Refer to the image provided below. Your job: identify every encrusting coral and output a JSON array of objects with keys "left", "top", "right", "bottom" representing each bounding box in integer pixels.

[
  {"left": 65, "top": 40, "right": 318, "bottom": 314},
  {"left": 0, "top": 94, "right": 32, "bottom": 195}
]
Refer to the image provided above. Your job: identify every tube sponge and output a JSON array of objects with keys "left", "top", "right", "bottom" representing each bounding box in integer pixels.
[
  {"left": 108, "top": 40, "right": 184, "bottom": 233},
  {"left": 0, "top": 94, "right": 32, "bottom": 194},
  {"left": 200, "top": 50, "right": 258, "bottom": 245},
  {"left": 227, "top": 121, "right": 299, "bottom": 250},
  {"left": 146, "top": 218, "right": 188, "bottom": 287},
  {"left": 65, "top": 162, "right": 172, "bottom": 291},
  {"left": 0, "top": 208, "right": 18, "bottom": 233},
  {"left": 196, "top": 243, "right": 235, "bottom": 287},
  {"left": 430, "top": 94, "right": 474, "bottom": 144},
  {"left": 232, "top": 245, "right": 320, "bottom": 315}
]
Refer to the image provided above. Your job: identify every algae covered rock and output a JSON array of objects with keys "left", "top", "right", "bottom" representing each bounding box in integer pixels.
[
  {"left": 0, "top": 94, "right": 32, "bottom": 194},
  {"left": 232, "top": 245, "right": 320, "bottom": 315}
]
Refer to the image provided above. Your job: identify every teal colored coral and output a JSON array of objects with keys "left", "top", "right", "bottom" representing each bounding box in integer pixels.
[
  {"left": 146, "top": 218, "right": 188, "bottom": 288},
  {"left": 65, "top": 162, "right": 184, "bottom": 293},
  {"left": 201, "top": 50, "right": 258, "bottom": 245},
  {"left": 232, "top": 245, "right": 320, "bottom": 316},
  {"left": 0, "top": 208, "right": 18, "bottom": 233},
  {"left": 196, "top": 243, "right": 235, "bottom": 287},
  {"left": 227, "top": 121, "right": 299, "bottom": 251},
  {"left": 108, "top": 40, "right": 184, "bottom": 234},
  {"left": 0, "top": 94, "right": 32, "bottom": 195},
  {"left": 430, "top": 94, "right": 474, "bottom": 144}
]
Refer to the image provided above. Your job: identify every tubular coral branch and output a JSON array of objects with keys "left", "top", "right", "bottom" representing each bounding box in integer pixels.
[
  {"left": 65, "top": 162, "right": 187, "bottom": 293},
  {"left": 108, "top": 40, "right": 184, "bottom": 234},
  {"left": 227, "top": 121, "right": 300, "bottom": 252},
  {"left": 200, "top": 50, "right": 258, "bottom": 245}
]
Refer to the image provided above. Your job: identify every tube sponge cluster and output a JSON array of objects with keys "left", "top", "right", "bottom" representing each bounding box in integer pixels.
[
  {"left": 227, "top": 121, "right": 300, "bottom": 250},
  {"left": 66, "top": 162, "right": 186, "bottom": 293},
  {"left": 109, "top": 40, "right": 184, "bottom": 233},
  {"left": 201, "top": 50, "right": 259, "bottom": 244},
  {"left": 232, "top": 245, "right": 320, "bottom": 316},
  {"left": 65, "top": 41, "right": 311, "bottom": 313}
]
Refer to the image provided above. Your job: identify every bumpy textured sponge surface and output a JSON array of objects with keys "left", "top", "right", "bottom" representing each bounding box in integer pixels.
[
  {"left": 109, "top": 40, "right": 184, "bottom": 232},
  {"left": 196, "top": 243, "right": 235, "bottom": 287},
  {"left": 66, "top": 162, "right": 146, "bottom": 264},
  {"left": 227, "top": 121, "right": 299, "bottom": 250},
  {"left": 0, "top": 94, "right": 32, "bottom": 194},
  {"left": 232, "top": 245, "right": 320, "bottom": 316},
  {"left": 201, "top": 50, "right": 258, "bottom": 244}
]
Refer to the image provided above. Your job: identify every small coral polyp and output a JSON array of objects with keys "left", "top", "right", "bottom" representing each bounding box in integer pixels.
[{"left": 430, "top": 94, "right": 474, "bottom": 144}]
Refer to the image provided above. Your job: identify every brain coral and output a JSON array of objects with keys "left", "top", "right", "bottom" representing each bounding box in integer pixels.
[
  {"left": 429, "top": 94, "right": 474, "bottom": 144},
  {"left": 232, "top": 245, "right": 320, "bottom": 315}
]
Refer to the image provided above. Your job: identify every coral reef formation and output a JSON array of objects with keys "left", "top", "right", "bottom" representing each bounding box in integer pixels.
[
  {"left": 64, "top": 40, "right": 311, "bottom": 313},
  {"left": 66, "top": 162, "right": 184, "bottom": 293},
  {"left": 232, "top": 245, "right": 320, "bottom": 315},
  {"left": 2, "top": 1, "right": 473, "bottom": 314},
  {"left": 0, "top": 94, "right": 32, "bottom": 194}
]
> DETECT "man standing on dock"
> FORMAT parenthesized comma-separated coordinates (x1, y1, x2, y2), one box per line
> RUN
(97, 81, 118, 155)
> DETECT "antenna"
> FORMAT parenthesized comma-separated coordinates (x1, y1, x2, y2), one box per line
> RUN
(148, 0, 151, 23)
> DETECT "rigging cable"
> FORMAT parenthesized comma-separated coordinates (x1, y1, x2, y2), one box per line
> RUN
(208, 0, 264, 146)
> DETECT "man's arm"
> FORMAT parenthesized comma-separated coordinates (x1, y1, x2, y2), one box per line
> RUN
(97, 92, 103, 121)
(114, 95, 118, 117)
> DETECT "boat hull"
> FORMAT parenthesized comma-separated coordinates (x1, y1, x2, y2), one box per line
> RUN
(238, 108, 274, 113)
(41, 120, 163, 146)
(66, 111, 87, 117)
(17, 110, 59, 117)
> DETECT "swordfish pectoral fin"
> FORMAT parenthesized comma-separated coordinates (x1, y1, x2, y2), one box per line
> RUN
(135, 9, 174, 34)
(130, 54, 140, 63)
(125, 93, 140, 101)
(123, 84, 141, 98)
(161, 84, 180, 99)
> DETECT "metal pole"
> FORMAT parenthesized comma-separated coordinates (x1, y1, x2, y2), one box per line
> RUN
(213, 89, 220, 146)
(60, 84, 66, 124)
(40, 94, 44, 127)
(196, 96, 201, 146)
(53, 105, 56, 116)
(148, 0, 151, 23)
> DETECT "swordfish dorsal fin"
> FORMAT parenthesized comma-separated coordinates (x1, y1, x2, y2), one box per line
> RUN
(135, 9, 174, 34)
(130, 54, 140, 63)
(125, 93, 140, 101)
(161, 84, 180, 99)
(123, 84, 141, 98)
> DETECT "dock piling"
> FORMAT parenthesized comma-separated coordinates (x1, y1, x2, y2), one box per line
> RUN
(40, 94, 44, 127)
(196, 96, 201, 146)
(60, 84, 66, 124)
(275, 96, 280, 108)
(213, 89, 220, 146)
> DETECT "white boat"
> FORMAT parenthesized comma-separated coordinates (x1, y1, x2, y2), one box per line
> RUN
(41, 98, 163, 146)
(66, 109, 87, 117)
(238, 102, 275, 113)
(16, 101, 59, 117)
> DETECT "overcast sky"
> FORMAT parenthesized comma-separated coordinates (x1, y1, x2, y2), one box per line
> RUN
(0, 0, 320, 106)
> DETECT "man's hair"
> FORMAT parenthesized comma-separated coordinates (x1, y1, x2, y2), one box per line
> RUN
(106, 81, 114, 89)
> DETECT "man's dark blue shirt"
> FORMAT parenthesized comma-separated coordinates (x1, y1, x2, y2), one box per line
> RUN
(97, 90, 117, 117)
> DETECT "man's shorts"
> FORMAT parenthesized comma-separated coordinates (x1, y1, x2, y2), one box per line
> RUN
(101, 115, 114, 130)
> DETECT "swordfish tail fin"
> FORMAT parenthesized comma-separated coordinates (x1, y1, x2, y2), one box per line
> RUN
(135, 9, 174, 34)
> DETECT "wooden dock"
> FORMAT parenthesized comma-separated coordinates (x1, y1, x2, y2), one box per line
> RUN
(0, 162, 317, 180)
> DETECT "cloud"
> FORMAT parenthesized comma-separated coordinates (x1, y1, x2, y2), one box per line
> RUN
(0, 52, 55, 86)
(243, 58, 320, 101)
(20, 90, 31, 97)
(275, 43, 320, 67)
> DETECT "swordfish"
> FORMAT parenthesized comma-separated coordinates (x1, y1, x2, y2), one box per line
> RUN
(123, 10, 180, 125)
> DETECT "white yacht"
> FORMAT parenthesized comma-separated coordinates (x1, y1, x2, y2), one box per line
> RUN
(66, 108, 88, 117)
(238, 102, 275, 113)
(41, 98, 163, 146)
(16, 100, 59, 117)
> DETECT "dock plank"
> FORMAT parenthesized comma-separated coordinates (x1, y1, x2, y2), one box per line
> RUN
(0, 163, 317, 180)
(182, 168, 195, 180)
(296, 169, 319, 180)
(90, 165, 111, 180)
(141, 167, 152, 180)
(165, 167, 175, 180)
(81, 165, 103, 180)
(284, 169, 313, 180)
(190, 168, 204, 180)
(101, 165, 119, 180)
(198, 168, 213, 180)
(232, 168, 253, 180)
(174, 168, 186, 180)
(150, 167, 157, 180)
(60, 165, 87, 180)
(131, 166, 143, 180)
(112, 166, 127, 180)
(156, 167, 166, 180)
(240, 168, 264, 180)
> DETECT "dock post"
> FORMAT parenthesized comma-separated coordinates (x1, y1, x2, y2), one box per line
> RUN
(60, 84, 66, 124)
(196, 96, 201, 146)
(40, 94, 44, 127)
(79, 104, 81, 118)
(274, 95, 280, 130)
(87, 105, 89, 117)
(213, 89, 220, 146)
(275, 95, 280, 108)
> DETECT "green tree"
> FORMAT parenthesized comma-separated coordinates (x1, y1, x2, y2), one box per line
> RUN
•••••
### To do
Wherever the string "white" appears in the data above, report the whole line.

### Your response
> DETECT "white boat"
> DETECT "white yacht"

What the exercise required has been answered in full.